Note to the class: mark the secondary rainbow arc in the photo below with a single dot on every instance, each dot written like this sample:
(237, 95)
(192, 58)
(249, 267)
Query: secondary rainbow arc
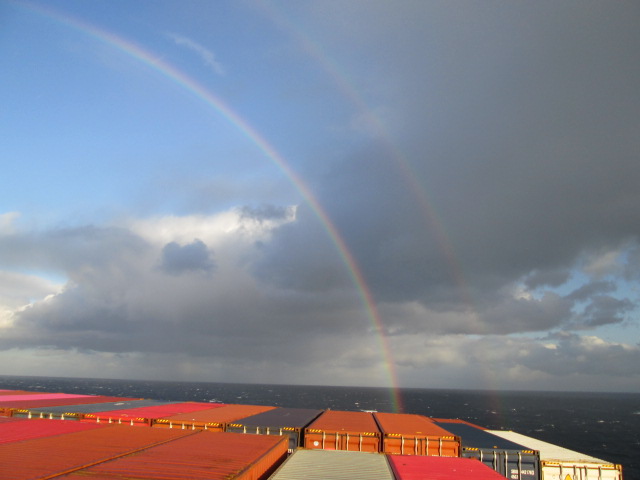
# # #
• _WHAT IS EXPECTED_
Write the data above out exactly. Leave out any pictures.

• _RESULT BELOW_
Note to the class: mark the secondary rainbow arc in the photo below with a single dot on every instance, each dot written like this sample:
(237, 95)
(192, 58)
(249, 267)
Query: secondary rainbow arc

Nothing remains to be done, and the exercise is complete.